Chapter 6: Decision Making and Branching

📌 Learning Objectives

LO 6.1: Understand decision making with if statements
LO 6.2: Work with if-else and nested if statements
LO 6.3: Use the switch statement for multi-way branching
LO 6.4: Apply the conditional operator (?:)
LO 6.5: Understand the goto statement and its implications

6.1 Introduction to Decision Making

C language possesses decision-making capabilities that allow the program to change the order of execution of statements based on certain conditions. The decision-making statements in C are:

if statement
if-else statement
Nested if statements
else-if ladder
switch statement
Conditional operator (?:)
goto statement

                    ┌─────────────────┐
                    │    Condition    │
                    └────────┬────────┘
                             │
                 ┌───────────┴───────────┐
                 │                       │
              True/Non-zero           False/Zero
                 │                       │
                 ↓                       ↓
          ┌───────────────┐       ┌───────────────┐
          │  Statement    │       │  Statement    │
          │   Block 1     │       │   Block 2     │
          └───────┬───────┘       └───────┬───────┘
                  └───────────┬───────────┘
                              ↓
                    ┌─────────────────┐
                    │ Statement next  │
                    │   to if-else    │
                    └─────────────────┘

Fig. 6.1: Two-way branching with if-else

6.2 The if Statement

The simplest form of decision control:

if (test expression)

• Set of tasks
(a) Could you copy the entries word for word, from the line containing "Target: orange grape tomato" through the last line of the entries, both ends included?
(b) Can you write what comes next in the chapter on decision making and branching in C, picking up right after its final line?

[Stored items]

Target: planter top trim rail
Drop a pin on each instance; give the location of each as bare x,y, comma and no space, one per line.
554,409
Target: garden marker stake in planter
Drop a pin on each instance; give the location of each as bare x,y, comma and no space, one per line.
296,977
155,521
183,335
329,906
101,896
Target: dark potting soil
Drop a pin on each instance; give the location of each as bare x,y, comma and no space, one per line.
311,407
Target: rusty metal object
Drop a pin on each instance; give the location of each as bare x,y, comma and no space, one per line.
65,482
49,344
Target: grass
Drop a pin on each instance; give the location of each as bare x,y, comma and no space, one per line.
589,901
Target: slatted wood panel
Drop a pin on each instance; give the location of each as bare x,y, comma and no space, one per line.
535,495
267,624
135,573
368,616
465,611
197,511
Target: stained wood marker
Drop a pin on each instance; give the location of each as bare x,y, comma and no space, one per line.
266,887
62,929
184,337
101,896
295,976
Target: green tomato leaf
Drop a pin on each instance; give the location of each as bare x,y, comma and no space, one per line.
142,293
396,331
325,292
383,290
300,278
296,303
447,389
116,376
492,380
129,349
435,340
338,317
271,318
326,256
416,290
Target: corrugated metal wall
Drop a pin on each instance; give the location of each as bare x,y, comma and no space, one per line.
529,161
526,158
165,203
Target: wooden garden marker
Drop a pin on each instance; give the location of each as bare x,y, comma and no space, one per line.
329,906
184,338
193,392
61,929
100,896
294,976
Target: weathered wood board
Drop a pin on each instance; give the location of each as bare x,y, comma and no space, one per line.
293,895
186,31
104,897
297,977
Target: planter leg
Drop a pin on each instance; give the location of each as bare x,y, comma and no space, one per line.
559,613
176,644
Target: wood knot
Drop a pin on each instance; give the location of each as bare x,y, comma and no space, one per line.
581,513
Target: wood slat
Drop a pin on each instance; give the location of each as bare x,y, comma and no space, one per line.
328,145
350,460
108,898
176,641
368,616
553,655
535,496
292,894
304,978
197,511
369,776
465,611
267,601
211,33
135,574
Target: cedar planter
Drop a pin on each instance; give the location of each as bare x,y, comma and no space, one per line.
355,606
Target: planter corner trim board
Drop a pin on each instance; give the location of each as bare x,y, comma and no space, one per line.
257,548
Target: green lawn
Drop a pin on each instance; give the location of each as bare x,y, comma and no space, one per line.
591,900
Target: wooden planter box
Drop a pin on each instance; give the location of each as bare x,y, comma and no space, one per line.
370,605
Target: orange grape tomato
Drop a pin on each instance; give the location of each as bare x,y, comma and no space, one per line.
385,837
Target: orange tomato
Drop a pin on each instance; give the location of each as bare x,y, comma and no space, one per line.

• Expected responses
(a)
Target: orange grape tomato
Drop a pin on each instance; give the location of each as bare x,y, comma and no space, one per line.
385,837
Target: orange tomato
Drop a pin on each instance; give the location of each as bare x,y, comma and no space, one per line.

(b)
{
    statement-block;
}
statement-x;

📝 Worked-Out Problem 6.1

Simple if statement - Calculating ratio:

#include <stdio.h>

int main() {
    float a, b, c, ratio;
    printf("Enter three numbers: ");
    scanf("%f %f %f", &a, &b, &c);
    
    if ((c - d) != 0) {
        ratio = a / (c - d);
        printf("Ratio = %f\n", ratio);
    }
    
    return 0;
}

Output (if c=10, d=5):
Ratio = 2.000000
Output (if c=5, d=5):
(No output - division skipped)

6.3 The if-else Statement

if (test expression)
{
    true-block;
}
else
{
    false-block;
}
statement-x;

📝 Worked-Out Problem 6.2

Counting boys and girls using if-else:

#include <stdio.h>

int main() {
    int code, boys = 0, girls = 0;
    
    printf("Enter code (1 for boy, 2 for girl): ");
    scanf("%d", &code);
    
    if (code == 1)
        boys++;
    else if (code == 2)
        girls++;
    else
        printf("Invalid code!\n");
    
    printf("Boys: %d, Girls: %d\n", boys, girls);
    return 0;
}

Output:
Enter code (1 for boy, 2 for girl): 1
Boys: 1, Girls: 0

6.4 Nested if-else Statements

if (condition1)
{
    if (condition2)
        statement1;
    else
        statement2;
}
else
{
    statement3;
}
statement-x;

📝 Worked-Out Problem 6.3

Selecting the largest of three numbers:

#include <stdio.h>

int main() {
    int a, b, c, max;
    printf("Enter three numbers: ");
    scanf("%d %d %d", &a, &b, &c);
    
    if (a > b) {
        if (a > c)
            max = a;
        else
            max = c;
    }
    else {
        if (b > c)
            max = b;
        else
            max = c;
    }
    
    printf("Largest = %d\n", max);
    return 0;
}

Output:
Enter three numbers: 45 78 23
Largest = 78

⚠️ Dangling Else Problem:

An else is always associated with the most recent unmatched if in the same block. Always use braces to avoid ambiguity.

// Ambiguous
if (x > 0)
    if (y > 0)
        printf("Both positive");
else
    printf("x is not positive");  // This else belongs to inner if!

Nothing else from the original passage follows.